When you reach the records, transcribe all of them exactly.

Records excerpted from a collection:
==========
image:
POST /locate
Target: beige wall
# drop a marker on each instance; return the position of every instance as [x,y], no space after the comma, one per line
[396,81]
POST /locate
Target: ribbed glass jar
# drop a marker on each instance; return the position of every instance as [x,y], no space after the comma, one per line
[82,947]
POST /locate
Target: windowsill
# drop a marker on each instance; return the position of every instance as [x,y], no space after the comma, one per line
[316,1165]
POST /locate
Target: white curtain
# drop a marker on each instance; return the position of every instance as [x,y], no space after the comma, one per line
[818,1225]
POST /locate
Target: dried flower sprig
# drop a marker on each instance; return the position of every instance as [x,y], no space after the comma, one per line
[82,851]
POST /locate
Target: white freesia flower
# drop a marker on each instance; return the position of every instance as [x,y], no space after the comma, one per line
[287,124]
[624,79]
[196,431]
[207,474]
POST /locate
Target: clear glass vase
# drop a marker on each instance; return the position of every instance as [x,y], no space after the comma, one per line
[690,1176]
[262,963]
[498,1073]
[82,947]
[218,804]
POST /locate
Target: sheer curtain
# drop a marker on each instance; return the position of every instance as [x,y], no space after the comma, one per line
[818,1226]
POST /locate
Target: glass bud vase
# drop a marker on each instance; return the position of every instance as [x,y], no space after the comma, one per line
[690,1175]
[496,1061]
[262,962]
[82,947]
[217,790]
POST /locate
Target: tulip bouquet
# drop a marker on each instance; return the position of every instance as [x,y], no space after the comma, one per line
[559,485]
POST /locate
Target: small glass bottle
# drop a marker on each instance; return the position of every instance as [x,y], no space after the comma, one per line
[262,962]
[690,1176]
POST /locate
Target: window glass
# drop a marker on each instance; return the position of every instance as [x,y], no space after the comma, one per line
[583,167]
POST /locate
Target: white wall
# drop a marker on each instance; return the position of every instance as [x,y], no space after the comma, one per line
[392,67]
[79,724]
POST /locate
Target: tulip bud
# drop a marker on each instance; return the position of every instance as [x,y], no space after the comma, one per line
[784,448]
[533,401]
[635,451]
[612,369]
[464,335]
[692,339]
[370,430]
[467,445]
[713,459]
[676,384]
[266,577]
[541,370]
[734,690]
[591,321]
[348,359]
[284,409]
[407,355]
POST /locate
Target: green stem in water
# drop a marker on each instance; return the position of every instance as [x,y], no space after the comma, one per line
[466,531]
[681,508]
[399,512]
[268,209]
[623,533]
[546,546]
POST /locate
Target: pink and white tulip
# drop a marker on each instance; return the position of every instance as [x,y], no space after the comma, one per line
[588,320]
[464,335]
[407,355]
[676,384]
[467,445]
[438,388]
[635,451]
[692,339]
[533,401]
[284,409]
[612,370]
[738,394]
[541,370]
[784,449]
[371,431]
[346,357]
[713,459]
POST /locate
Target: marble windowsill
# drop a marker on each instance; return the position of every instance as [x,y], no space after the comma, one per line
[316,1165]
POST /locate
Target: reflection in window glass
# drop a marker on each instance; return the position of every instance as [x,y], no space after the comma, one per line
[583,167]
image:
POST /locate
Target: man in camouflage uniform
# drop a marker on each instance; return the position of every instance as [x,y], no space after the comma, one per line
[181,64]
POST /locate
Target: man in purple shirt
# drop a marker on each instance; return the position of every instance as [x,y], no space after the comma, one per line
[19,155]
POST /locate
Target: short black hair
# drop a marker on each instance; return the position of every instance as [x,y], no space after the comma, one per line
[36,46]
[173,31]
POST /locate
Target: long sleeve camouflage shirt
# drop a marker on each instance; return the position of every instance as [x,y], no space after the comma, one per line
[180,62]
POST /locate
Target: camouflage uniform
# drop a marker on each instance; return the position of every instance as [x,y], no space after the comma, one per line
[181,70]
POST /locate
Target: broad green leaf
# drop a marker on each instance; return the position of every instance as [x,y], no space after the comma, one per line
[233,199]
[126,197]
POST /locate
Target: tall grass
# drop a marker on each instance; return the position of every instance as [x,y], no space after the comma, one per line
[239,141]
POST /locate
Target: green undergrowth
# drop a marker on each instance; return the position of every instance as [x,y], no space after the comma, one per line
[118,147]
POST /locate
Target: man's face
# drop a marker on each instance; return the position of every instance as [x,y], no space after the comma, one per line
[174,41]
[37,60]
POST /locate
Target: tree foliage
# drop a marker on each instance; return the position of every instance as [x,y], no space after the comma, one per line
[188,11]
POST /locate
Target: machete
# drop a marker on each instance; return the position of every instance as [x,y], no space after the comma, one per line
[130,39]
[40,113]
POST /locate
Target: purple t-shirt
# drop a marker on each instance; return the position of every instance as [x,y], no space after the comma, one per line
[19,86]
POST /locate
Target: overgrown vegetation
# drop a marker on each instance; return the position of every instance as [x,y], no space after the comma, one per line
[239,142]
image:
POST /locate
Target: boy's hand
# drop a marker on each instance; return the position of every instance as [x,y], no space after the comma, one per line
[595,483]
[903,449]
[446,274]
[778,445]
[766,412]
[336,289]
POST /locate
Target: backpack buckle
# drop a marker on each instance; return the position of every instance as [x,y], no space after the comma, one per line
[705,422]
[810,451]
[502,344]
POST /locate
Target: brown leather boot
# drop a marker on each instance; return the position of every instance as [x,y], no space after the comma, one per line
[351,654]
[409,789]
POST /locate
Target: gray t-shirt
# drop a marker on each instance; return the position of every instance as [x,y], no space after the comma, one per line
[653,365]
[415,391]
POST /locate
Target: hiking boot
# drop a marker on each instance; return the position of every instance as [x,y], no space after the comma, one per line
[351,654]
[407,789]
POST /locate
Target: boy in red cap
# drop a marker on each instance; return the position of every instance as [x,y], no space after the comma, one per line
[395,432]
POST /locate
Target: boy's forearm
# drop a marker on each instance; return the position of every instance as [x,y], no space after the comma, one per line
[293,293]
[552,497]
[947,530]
==========
> _Task response_
image:
POST /locate
Target: beige wall
# drop a marker on each instance; return the position of every instance as [x,y], no space after the comma, one per line
[396,81]
POST /locate
Target: ribbed glass jar
# drop a marker on each instance; return the position of every instance as [x,y], no space after the comma, one per line
[82,947]
POST /locate
Target: windowsill
# drop a marker on each instance; return the position of every instance as [x,y], no space after the comma, one per line
[316,1165]
POST /locate
Target: white curtain
# drop a marker on each instance; return the position of every instance as [x,y], no space after the comma, one per line
[818,1225]
POST /locate
Target: dried flower sprig
# drop a marker on each instance; return the position of every instance as [x,y], no space after the comma, one per line
[82,851]
POST /locate
Target: white freesia flower
# drop a marker on each instance; return the position of every instance as [x,y], no space after the comma, one per line
[287,124]
[624,79]
[196,431]
[207,474]
POST /locate
Target: clear glass vase
# drop a marker on each instance; return the position of every instance as [x,y], no space after the comma, one per line
[690,1176]
[262,963]
[498,1073]
[82,947]
[218,804]
POST /locate
Target: sheer curtain
# drop a marker on each instance; return the position of every instance as [x,y], no space after the comma, one per line
[818,1226]
POST /locate
Target: glass bud vase
# drop a marker on each instance; return the position of every instance as [x,y], no space after the comma, one per line
[690,1175]
[496,1061]
[262,962]
[82,947]
[217,790]
POST /locate
Target: tulip bouquet
# drop a marker on each instance; return the position of every instance as [x,y], no space after the comma, one per line
[559,485]
POST /locate
Target: small glass bottle
# drop a marker on each instance; return the position of every instance as [x,y], no space after the comma, one per line
[262,962]
[690,1176]
POST /locate
Target: window glass
# drop a marker on each instance; return the position of every instance as [x,y], no space after the comma, one per line
[583,167]
POST /locate
Target: white wall
# drop a marker on each instance; return the position of every instance as [x,y], no space after the comma, one per line
[392,67]
[79,724]
POST /locate
Target: tulip bud
# drop a marker on each instance; return the position of every instance as [x,y], no space after the comma, one per line
[784,448]
[533,401]
[635,451]
[612,369]
[464,335]
[692,339]
[370,430]
[467,445]
[713,459]
[676,384]
[266,577]
[541,370]
[734,690]
[591,321]
[348,359]
[284,409]
[407,355]
POST /locate
Target: green stem in water
# drop a marker on each instance; return the position of every instance as [x,y], no space after the comma, one per line
[466,531]
[681,508]
[399,512]
[268,209]
[623,533]
[546,546]
POST /locate
Target: pink and white tulip
# drop a marker on each instance; return the position of every instance as [x,y], no space after the comma, one per line
[588,320]
[464,335]
[407,355]
[676,384]
[467,445]
[438,388]
[635,451]
[692,339]
[533,401]
[284,409]
[612,370]
[738,394]
[541,370]
[784,449]
[371,431]
[346,357]
[713,459]
POST /locate
Target: marble windowsill
# drop a marker on each instance; return the position of every instance as [x,y], no space after the comma, one per line
[316,1165]
POST /locate
Target: reflection in window glass
# drop a marker on each instance; return the position of every instance as [x,y], no space after the comma, one per line
[583,167]
image:
POST /locate
Target: man in camouflage uniform
# drop a marker on each instance; return the position of every instance as [x,y], no space after the comma, one per line
[181,64]
POST /locate
Target: man in purple shirt
# drop a marker on each instance; return the position of every instance as [x,y], no space after the comma, one per line
[19,155]
POST /locate
Target: short black hair
# drop a marker on each instance; return the position of every instance as [x,y], no space after the comma, one per line
[36,46]
[173,31]
POST /locate
Target: long sleeve camouflage shirt
# drop a marker on each instance; return the position of every instance as [x,y], no space after the comma, one per line
[180,62]
POST /locate
Target: camouflage uniform
# drop a marker on each instance; return the position of every instance as [x,y], no space after the comma, one per line
[181,70]
POST /locate
Target: broad green leaf
# drop a marker on each instance; return the position of every instance as [x,y], no space after the comma, one per line
[233,199]
[126,197]
POST /locate
Target: tall grass
# drop a marker on each instance; return the position of every instance as [x,y], no space after the comma, one per line
[239,141]
POST /locate
Target: green undergrowth
# drop a marker on each instance; return the position of every instance as [x,y], no space after the comma, one per line
[118,147]
POST /locate
Target: man's face
# drop a marker on each instance; return the position of every instance as [x,y], no space after the comma, one per line
[174,41]
[37,60]
POST /locate
Target: tree foliage
# drop a marker on each instance; return the position of every instance as [x,y], no space after the comma, one per line
[188,11]
POST /locate
Target: machete
# drop a marker on each instance; return the position of every instance as [x,y], no space after the comma, one per line
[130,39]
[40,113]
POST /locate
Target: purple t-shirt
# drop a marker on each instance; return the position of every instance as [x,y], no space after the comma, one per line
[19,86]
POST /locate
Target: overgrown vegetation
# drop a marker on each instance; return the position of every instance as [x,y], no space after the comma, one per line
[239,142]
image:
POST /locate
Target: boy's hand
# drop a marker on each instance; return the position of every instance as [x,y], no space after the comma, one per line
[595,483]
[903,449]
[446,274]
[778,445]
[766,412]
[336,289]
POST /locate
Target: backpack buckle
# drop a marker on each instance; return the position of every instance as [x,y], no space after the comma, one per line
[705,422]
[810,451]
[502,344]
POST /locate
Target: brown leather boot
# drop a marker on each instance; return the position of every instance as [x,y], no space after the comma, one per line
[351,654]
[409,789]
POST /locate
Target: gray t-shirt
# drop a marker on each instance; return the position of every instance as [x,y], no space after the comma, one per line
[653,365]
[415,391]
POST /locate
Target: hiking boot
# drop a marker on each instance; return the position of every instance as [x,y], no space after the comma, one per line
[351,654]
[407,789]
POST /locate
Target: boy in red cap
# drop a marker on each instance; return the position of every instance as [x,y], no space after the comma, one per line
[395,432]
POST /locate
Target: boy's forearm
# drop a marker on each instance; return the position of every instance as [x,y], no space after the comma, one per line
[293,293]
[552,497]
[947,530]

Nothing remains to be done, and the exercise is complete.